:: Stated problem ::
Quote the lines below exactly, from the one that holds "Task: Tag the construction" through the final line of the records, and only those.

[Extracted data entries]
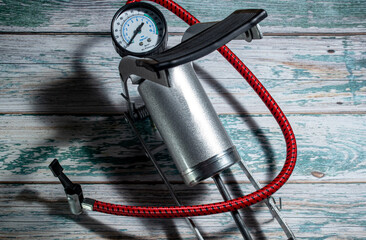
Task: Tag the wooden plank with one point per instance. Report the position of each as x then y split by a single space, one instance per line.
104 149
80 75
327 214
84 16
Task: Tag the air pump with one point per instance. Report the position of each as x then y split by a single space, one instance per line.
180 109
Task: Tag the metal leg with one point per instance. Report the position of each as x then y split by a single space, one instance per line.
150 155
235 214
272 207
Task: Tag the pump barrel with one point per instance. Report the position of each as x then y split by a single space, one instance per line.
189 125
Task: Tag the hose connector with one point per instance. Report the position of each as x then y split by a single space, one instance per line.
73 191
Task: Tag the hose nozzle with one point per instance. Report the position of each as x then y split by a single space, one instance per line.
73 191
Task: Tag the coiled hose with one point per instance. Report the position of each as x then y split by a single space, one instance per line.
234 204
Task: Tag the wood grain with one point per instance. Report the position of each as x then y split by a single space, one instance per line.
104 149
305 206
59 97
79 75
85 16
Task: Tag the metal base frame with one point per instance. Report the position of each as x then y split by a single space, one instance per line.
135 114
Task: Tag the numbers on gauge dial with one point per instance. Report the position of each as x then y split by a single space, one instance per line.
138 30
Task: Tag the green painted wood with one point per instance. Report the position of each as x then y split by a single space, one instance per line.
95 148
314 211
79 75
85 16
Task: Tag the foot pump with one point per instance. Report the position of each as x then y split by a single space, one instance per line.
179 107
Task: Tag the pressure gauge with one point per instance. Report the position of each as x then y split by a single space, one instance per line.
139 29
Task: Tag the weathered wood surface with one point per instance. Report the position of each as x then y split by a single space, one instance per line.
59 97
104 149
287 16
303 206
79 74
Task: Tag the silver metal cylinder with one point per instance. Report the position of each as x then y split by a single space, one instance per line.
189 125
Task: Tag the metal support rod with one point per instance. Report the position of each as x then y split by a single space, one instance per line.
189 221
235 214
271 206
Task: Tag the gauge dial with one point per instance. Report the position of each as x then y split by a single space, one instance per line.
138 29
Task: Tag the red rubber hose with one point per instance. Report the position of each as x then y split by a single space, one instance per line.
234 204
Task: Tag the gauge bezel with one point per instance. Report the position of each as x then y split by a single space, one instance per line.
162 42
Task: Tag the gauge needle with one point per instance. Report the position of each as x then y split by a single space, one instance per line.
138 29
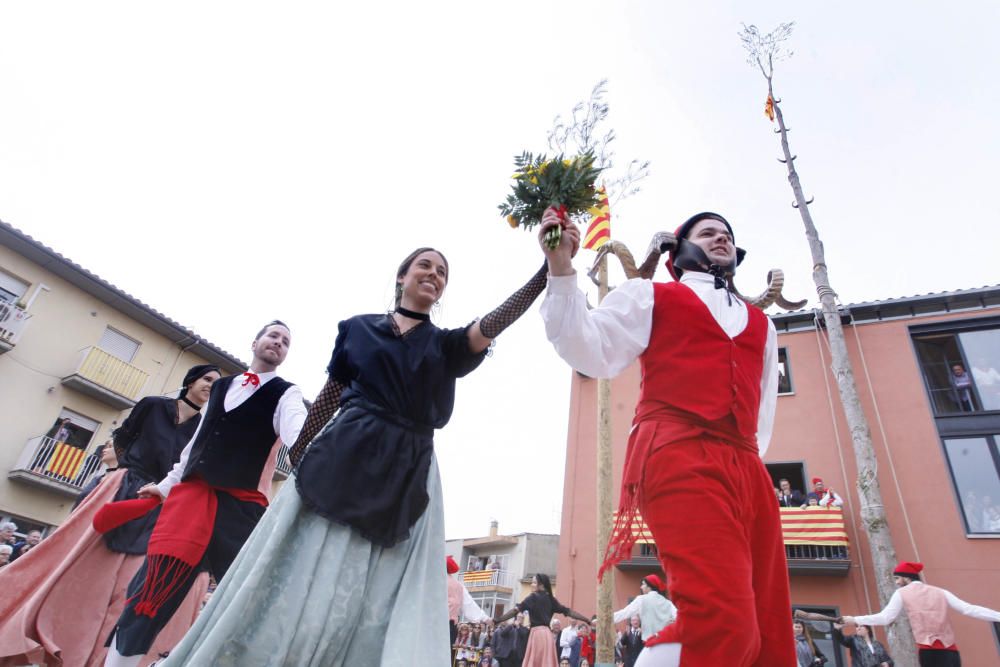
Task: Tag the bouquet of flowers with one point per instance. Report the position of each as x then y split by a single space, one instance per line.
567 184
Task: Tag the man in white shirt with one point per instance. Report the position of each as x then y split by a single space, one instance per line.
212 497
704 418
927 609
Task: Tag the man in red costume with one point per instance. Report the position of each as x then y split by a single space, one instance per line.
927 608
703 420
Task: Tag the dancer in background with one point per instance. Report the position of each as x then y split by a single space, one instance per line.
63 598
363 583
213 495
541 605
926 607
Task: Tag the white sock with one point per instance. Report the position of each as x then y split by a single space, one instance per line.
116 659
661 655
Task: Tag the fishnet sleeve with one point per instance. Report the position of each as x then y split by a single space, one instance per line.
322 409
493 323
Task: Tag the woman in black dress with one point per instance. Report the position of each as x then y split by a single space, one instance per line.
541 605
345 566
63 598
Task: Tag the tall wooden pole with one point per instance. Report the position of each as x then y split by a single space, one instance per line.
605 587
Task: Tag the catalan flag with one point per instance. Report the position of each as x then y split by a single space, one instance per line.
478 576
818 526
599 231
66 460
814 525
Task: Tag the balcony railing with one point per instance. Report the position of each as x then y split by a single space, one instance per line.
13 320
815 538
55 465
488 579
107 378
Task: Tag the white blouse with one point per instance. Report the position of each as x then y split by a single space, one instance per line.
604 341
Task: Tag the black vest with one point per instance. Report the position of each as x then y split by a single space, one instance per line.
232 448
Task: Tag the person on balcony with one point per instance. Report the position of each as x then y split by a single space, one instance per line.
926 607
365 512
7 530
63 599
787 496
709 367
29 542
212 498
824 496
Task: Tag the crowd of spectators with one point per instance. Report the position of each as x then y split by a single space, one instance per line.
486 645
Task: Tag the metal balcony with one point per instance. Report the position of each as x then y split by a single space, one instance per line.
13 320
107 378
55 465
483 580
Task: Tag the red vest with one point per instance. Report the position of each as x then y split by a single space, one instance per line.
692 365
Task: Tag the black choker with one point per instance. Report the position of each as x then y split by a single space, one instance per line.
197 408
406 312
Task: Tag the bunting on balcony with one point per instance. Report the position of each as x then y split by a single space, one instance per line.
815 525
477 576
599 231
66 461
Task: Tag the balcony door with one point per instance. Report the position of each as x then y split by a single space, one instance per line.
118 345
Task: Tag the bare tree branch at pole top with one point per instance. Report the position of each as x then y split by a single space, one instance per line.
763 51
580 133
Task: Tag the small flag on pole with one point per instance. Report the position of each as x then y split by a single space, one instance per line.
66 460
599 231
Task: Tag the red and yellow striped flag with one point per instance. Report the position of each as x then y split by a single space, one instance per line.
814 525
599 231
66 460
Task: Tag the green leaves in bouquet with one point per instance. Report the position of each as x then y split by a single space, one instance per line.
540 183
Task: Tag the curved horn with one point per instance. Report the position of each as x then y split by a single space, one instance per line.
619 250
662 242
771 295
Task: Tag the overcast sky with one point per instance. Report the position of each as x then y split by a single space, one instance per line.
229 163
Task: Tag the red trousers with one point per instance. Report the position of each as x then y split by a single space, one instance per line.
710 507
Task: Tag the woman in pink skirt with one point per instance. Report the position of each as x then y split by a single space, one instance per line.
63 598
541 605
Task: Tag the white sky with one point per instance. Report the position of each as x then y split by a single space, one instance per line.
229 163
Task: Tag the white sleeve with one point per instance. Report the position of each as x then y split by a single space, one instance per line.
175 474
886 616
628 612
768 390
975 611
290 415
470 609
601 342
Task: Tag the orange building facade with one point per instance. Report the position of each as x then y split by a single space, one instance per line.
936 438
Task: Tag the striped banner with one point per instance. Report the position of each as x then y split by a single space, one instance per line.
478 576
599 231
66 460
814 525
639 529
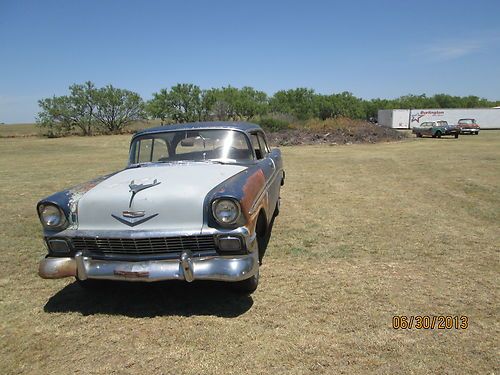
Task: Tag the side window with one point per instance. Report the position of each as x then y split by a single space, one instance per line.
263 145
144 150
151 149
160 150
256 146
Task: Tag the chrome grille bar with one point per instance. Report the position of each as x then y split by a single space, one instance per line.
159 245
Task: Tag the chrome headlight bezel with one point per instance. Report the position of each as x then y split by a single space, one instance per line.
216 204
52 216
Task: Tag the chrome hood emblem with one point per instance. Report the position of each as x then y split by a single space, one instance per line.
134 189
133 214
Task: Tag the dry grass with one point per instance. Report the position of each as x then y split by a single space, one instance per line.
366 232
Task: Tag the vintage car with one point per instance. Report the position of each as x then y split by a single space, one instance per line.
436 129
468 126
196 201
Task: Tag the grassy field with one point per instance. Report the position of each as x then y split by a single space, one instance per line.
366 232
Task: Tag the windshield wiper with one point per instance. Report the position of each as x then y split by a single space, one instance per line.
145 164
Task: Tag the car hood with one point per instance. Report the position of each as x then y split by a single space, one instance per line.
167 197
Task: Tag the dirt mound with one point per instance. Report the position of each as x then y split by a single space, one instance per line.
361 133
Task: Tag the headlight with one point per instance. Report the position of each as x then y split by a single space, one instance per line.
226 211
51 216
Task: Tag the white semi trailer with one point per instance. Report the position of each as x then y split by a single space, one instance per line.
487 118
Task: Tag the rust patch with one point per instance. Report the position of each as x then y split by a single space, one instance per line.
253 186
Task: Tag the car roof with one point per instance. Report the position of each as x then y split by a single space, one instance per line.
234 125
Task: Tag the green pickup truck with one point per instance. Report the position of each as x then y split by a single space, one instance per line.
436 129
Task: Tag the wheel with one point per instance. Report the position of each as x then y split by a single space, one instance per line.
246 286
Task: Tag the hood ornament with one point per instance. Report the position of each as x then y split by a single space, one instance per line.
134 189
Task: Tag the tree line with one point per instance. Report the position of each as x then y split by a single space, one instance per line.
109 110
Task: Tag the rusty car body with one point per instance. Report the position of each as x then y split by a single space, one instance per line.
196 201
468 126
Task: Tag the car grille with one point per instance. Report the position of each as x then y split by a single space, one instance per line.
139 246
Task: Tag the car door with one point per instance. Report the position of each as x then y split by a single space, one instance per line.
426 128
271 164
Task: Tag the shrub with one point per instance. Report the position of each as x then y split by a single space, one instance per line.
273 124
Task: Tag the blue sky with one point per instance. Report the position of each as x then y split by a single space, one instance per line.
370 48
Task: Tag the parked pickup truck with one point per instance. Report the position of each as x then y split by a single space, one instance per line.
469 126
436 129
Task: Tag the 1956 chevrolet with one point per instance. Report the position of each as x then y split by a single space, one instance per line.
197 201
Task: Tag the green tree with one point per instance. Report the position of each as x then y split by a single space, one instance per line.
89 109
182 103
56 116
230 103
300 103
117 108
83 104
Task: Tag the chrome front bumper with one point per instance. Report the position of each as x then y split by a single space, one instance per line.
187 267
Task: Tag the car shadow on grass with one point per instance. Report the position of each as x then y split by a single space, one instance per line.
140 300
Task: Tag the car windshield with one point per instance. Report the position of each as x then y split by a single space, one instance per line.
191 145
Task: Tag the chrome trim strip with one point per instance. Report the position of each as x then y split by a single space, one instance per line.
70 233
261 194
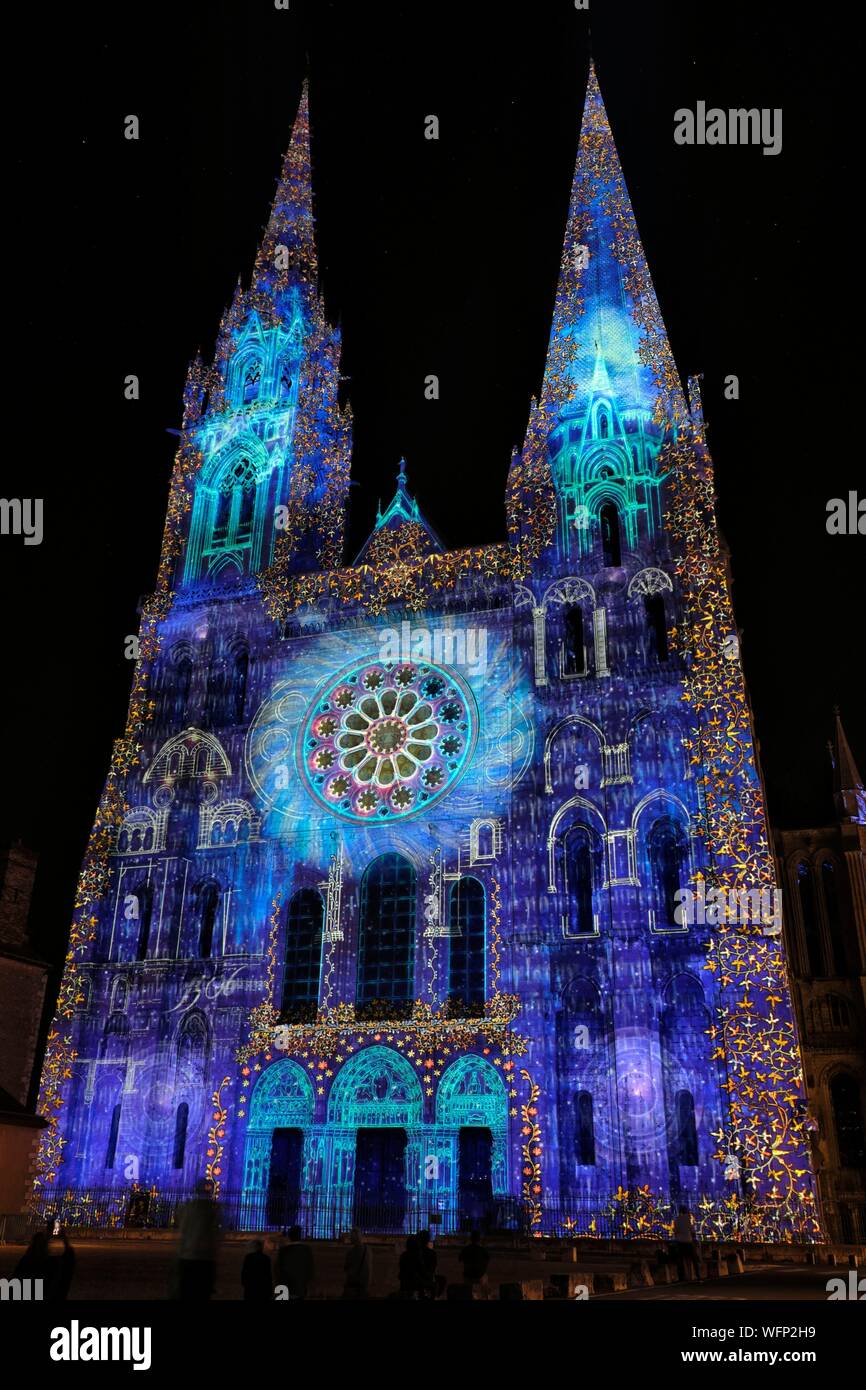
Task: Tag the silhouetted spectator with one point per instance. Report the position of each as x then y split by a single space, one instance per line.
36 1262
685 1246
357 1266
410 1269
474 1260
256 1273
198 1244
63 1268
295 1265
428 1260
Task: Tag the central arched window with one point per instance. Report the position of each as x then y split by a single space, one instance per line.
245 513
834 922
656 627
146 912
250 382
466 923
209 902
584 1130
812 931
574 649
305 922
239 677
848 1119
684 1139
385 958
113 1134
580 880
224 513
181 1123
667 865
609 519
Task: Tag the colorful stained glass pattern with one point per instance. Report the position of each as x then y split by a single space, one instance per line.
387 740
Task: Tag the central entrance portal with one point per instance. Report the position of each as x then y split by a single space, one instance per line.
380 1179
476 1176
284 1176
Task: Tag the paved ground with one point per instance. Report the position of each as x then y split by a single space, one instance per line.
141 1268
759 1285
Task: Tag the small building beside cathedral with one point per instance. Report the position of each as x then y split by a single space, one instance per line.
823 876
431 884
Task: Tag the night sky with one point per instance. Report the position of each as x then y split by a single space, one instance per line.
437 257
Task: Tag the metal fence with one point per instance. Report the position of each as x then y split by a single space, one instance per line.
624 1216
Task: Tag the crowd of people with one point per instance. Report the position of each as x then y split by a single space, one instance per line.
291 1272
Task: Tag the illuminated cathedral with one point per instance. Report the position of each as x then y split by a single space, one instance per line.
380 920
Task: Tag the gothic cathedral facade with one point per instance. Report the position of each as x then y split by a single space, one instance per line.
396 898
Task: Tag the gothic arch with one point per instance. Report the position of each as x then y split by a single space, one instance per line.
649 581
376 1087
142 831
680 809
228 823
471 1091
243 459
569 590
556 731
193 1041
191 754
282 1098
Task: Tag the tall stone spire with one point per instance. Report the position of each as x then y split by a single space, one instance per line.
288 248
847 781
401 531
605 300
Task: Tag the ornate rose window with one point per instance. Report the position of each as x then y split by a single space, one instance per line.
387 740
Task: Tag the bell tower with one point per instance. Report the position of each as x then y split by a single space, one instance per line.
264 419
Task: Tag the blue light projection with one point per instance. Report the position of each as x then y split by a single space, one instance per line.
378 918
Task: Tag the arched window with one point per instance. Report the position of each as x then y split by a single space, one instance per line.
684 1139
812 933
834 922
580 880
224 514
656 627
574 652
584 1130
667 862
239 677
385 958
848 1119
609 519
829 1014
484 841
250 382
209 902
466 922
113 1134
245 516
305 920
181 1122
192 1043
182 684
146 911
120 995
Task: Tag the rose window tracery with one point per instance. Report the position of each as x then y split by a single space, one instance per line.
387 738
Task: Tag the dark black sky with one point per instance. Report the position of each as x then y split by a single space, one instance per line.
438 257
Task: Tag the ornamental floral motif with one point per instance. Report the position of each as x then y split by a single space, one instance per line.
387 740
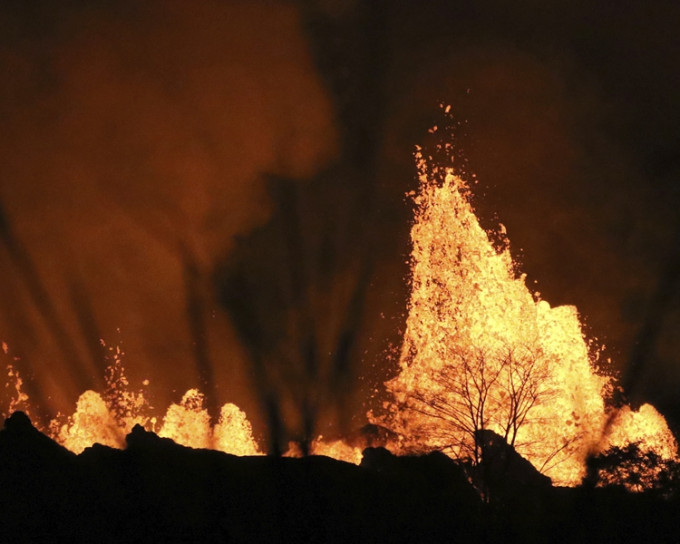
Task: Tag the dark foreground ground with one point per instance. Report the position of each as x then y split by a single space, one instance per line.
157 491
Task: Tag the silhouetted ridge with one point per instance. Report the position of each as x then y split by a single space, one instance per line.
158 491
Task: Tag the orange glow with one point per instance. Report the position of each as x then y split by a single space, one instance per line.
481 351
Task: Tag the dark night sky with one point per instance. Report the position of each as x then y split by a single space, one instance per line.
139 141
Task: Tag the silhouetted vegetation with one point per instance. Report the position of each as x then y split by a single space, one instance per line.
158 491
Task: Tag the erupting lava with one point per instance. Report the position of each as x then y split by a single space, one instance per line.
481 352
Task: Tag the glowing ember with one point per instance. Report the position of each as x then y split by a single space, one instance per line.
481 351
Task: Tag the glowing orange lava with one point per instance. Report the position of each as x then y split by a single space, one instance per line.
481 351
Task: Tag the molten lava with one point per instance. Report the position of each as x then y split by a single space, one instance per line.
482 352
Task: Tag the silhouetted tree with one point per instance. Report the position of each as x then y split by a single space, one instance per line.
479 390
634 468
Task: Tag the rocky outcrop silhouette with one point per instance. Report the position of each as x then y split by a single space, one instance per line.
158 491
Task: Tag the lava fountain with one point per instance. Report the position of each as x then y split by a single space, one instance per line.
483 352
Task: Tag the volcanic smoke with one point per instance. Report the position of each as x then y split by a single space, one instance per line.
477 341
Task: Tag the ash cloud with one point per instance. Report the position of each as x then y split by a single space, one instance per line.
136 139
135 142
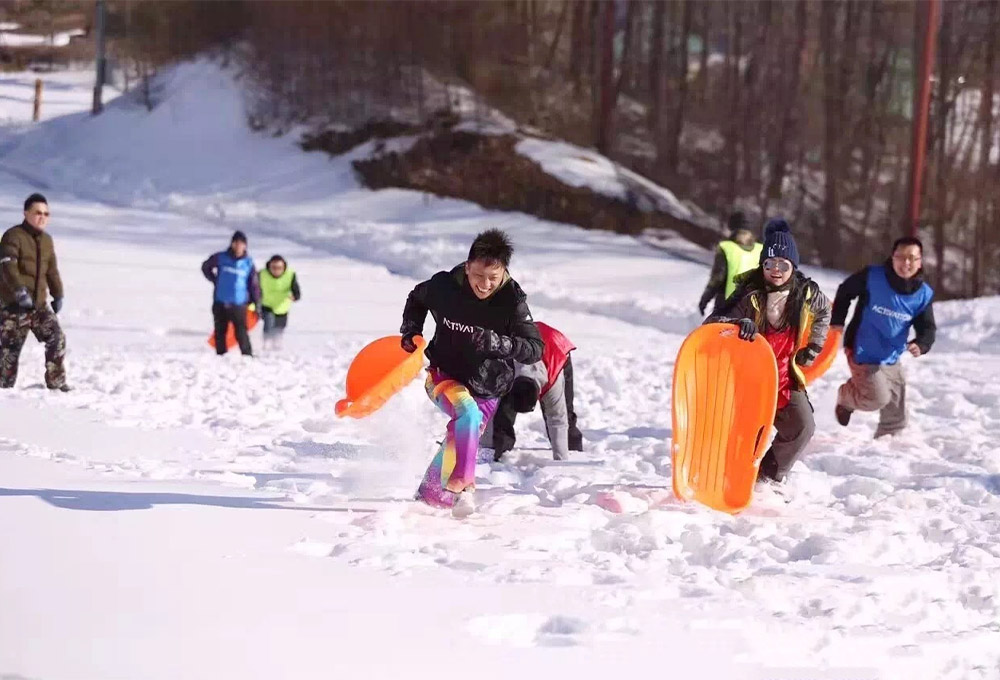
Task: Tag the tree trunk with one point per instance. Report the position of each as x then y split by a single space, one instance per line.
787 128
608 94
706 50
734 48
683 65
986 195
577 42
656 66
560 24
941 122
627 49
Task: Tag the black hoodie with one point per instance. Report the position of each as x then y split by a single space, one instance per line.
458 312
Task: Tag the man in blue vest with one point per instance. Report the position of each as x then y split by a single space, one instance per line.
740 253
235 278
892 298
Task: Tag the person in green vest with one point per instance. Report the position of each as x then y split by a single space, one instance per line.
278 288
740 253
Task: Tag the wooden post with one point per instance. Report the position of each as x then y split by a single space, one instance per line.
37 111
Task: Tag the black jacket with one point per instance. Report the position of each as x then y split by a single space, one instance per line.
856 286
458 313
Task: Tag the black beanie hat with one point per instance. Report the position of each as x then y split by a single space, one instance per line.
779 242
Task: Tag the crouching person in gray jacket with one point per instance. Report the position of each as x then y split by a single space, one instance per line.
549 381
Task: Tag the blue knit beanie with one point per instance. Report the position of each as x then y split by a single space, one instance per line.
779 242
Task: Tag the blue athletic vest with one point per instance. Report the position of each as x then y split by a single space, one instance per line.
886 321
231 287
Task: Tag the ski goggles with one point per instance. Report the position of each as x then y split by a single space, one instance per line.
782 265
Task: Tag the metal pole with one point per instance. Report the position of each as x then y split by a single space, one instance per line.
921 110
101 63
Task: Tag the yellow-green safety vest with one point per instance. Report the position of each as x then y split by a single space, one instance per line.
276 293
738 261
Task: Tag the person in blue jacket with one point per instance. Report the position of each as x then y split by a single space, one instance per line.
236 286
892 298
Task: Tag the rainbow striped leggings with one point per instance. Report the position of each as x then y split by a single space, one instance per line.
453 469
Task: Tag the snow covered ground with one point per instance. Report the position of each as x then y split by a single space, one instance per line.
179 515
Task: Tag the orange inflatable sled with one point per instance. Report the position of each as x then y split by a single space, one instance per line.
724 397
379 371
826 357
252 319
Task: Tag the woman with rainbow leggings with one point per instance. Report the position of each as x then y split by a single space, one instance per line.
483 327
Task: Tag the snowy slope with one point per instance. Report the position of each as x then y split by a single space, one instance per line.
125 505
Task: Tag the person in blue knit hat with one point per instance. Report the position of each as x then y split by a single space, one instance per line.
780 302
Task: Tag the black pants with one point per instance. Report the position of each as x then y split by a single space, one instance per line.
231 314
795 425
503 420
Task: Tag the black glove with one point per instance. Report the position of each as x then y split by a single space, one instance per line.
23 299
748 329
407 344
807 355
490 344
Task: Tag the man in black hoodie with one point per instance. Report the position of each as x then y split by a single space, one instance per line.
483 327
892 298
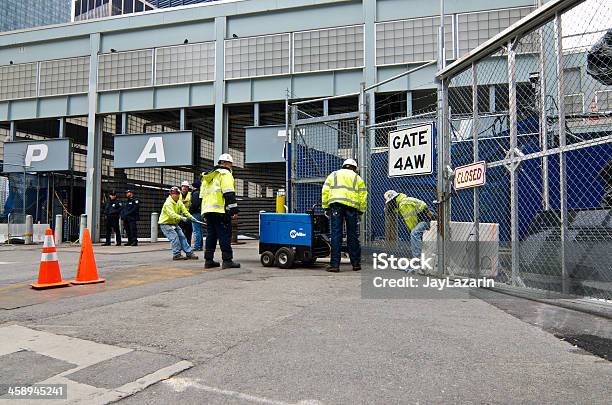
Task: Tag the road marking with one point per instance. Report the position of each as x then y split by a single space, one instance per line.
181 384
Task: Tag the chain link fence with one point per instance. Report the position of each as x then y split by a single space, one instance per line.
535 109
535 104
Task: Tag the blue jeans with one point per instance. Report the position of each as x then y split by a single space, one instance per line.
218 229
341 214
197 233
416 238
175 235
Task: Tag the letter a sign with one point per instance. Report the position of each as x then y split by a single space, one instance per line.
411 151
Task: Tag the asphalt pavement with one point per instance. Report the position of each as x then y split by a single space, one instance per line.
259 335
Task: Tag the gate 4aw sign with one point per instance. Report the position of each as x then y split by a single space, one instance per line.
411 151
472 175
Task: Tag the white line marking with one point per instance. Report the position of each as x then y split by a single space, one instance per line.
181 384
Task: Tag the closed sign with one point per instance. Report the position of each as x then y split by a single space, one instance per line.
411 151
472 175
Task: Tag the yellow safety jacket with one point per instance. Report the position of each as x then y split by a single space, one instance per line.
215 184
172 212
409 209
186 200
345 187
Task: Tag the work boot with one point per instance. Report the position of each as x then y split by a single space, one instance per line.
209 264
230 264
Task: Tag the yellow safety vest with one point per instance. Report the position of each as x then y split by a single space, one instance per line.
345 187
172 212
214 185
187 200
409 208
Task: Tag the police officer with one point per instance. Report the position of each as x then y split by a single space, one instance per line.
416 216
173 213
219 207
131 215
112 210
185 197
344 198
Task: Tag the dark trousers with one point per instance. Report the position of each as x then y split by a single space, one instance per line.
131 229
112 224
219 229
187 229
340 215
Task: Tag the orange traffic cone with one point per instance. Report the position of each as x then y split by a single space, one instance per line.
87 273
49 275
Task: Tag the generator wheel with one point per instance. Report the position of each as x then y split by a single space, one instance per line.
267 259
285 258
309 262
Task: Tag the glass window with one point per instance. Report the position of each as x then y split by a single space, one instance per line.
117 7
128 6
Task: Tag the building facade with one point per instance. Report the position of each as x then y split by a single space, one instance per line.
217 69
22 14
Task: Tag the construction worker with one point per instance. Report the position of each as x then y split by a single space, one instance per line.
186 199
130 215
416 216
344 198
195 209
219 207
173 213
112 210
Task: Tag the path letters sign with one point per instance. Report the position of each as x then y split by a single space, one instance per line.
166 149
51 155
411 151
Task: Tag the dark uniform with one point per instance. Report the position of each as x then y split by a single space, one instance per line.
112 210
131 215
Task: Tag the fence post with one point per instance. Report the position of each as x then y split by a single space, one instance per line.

:: Output for this exercise ::
Task: Tag the construction worker with one point per instance. Report the position of each as x then y split by a single space, one instance per line.
186 199
130 215
416 216
344 198
195 209
219 207
173 213
112 210
Task: Tag the path letters sign with one point per instance. Report the position of each as x then y split by a single space, one instance per line.
166 149
51 155
411 151
Task: Tag the dark uniform with one point per instance. Report the position of each as x then y split by a single space, one instance per line.
112 210
131 215
Task: Tag the fence post with one point per instance. Report the position of each as x then y split by a single space, one instance per line.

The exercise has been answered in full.